'''
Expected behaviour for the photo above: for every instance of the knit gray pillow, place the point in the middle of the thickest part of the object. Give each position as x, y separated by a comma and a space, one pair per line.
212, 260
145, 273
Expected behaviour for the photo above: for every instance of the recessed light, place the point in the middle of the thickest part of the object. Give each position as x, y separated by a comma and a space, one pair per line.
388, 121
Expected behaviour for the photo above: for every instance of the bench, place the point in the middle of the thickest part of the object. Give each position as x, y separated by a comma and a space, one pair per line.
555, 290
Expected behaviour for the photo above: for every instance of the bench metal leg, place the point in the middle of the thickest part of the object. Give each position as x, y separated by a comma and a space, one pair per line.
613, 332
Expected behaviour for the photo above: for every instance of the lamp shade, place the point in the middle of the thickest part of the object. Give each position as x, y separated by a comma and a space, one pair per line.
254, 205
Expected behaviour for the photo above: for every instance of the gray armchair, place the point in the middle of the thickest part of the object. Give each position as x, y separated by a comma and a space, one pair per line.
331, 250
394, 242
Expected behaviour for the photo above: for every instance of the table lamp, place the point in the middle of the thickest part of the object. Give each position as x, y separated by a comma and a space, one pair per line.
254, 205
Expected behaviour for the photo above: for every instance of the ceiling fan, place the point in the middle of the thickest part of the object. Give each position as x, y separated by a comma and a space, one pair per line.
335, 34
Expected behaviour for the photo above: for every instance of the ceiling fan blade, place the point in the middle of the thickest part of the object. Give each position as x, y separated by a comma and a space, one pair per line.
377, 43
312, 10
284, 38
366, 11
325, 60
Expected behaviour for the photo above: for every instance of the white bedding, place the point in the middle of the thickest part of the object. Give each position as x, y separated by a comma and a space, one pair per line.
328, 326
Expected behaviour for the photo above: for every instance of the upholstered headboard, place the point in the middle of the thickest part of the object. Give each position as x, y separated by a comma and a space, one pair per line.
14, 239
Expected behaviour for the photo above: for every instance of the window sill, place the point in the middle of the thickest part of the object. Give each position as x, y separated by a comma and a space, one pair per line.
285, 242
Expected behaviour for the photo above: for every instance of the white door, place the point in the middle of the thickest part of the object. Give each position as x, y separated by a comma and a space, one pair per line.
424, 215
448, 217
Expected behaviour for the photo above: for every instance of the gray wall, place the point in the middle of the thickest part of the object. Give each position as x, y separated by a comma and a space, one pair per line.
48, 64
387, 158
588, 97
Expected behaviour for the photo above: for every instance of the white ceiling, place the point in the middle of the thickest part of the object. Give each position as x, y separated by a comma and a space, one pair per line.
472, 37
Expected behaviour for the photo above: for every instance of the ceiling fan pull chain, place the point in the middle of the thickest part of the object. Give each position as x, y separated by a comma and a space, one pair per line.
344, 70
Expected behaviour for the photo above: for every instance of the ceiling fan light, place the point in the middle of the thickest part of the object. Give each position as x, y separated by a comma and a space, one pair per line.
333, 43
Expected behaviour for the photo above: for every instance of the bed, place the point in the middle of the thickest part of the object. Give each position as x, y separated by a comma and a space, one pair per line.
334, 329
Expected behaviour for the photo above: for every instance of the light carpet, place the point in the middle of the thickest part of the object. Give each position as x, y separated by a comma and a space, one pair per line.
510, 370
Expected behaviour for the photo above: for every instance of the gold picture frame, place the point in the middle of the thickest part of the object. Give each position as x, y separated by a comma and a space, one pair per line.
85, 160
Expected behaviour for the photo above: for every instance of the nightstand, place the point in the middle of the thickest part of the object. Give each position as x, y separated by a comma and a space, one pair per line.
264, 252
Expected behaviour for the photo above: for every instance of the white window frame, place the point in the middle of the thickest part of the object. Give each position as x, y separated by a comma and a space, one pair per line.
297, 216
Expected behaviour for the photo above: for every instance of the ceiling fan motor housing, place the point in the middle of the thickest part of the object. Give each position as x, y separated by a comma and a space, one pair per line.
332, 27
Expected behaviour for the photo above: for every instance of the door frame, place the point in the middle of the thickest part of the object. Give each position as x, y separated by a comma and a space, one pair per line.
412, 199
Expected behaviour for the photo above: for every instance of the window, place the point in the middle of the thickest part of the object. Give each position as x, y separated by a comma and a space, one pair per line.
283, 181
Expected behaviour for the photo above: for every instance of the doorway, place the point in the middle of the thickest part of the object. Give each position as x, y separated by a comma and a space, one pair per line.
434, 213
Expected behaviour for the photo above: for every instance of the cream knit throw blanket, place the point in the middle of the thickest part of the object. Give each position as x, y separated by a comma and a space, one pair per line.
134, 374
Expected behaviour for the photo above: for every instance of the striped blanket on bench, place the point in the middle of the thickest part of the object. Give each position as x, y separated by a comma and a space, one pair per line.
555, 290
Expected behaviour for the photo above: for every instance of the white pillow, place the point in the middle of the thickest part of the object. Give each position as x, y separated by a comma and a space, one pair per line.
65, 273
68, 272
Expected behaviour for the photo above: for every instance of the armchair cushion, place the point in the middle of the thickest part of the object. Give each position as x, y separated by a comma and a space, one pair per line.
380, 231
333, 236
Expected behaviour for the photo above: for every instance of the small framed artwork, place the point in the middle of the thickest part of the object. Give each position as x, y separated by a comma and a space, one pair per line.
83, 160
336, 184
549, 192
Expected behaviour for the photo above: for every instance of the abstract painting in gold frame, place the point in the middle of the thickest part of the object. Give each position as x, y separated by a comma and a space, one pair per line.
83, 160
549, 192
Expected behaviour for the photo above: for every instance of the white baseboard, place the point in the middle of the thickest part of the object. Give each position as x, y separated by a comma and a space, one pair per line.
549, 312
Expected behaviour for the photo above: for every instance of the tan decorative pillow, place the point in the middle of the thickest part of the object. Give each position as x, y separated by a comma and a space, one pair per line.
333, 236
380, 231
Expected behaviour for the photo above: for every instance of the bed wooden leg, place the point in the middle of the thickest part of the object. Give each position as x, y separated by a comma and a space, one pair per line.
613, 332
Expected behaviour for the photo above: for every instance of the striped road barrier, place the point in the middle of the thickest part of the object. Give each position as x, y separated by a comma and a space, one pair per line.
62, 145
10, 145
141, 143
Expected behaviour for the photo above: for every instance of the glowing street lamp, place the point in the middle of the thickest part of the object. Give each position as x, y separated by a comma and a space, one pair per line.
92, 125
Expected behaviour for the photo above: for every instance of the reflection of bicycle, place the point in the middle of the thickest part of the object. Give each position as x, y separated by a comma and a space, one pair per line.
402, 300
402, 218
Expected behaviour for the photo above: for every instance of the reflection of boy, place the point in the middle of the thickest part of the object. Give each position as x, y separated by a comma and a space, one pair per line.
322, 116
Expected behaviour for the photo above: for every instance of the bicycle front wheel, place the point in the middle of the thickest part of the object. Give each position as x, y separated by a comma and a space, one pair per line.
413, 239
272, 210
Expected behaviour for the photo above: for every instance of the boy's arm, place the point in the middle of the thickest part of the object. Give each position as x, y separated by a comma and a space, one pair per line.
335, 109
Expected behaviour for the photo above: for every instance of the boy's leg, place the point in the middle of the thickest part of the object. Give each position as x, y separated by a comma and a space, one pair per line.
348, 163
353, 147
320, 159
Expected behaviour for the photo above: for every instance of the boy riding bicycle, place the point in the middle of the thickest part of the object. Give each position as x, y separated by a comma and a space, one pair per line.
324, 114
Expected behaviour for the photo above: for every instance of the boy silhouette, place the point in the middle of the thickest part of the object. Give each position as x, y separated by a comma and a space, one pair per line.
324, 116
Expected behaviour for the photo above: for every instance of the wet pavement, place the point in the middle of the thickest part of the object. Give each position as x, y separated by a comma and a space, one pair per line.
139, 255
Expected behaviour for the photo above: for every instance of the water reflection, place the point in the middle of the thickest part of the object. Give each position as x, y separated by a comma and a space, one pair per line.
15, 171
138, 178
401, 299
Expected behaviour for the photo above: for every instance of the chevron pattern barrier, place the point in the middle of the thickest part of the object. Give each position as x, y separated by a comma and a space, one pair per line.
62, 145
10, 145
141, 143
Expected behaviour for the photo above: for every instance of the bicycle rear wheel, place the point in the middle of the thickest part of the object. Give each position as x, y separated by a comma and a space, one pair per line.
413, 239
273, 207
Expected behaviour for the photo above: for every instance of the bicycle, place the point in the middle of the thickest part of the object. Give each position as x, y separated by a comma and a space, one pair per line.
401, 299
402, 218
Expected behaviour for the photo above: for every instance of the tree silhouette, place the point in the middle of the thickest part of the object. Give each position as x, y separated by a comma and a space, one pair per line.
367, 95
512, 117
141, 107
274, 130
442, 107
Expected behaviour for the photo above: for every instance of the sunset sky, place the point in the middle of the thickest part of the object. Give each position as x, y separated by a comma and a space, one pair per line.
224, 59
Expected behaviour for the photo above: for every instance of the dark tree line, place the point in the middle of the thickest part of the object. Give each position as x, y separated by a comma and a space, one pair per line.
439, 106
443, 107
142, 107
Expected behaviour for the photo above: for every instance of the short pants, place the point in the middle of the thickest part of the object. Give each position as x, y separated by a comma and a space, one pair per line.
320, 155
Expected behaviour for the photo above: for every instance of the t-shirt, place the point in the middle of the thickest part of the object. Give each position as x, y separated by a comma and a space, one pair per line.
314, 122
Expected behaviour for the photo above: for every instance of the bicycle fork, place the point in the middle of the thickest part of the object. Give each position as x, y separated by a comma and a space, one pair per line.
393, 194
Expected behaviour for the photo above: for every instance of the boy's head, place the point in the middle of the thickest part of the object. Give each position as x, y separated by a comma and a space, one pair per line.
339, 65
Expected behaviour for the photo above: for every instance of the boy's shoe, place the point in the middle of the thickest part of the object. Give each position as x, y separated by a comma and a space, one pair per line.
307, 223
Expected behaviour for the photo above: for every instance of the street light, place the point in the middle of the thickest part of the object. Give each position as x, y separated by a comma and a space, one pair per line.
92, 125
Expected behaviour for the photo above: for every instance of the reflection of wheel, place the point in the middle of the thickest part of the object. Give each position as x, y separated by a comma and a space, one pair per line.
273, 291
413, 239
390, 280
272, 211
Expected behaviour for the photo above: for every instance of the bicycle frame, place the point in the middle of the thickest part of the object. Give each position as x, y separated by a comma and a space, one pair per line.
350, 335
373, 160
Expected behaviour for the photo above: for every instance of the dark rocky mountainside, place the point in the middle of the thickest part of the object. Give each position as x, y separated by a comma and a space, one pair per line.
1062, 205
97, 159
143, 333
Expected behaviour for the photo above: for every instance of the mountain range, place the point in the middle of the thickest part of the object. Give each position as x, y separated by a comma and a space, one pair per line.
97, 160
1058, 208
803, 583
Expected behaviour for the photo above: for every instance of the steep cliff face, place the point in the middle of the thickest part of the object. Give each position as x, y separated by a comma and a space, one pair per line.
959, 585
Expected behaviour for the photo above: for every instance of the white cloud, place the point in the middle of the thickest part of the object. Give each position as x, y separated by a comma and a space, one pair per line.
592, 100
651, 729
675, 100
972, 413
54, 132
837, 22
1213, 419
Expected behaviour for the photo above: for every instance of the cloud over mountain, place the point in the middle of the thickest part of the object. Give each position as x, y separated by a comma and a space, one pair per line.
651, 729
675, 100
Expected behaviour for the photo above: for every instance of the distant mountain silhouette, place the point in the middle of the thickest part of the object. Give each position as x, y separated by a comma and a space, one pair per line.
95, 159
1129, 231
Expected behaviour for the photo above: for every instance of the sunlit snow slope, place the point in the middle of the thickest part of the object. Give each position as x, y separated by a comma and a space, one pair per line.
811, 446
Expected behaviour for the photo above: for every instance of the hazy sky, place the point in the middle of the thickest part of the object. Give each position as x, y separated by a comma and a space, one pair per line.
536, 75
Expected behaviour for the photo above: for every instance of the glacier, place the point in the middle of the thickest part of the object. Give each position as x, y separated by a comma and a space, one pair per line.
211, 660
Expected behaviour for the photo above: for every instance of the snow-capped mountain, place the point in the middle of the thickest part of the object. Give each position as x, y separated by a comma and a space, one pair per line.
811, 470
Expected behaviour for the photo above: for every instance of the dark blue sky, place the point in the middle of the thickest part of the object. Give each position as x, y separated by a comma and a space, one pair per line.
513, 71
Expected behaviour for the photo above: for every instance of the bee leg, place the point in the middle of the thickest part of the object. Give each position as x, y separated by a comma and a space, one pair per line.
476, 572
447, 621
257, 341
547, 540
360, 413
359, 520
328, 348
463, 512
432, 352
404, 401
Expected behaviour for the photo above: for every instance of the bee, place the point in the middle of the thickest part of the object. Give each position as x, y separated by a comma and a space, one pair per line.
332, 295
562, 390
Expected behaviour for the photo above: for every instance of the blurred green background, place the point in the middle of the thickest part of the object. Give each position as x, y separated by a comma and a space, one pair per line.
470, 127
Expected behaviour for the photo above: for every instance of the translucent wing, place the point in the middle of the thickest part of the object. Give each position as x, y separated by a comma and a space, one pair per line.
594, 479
'''
DIRECTIVE:
Return, word for word, every line from the line with "of the snow-capped" to the final line of the data.

CORRECT RESPONSE:
Expected behaviour for the photo above: for every instance of the snow-capped mountain, place the point in the middle of the thickest part of the object. Give each position as x, y separated by a comma and a space, one pair per line.
811, 470
Expected behaviour for the photo above: for every instance of the dark blue sky, place the point in the middle of the thickest part of the object. Give each position as x, y separated by a comma and a space, one pair per line.
513, 71
Expected behaviour for the photo above: for every instance of the bee leg, place the point in the middle of the thickest part of the object. Give each position as x, y separated by a comma and a space, one pair per line.
476, 572
447, 621
257, 341
547, 540
360, 413
359, 520
328, 348
463, 512
432, 352
404, 401
Expected behaviour for the photo above: for every instance of the bee, place the point in the middle of the thickest part of the object. Give each position as x, y separated by a comma and a space, one pair per line.
332, 295
562, 390
Expected behaviour for the photo above: for every instance of the blurred green background, place the point in the middle of the thickest part of the object. Give each position as x, y separated by a comma and a space, one pair per line.
470, 127
Expected behaviour for the photo above: for every instance of the translucent wing, place the point in the middle of the thickest part of the object. Give each position as x, y separated by a comma and a space, one pair per line.
594, 479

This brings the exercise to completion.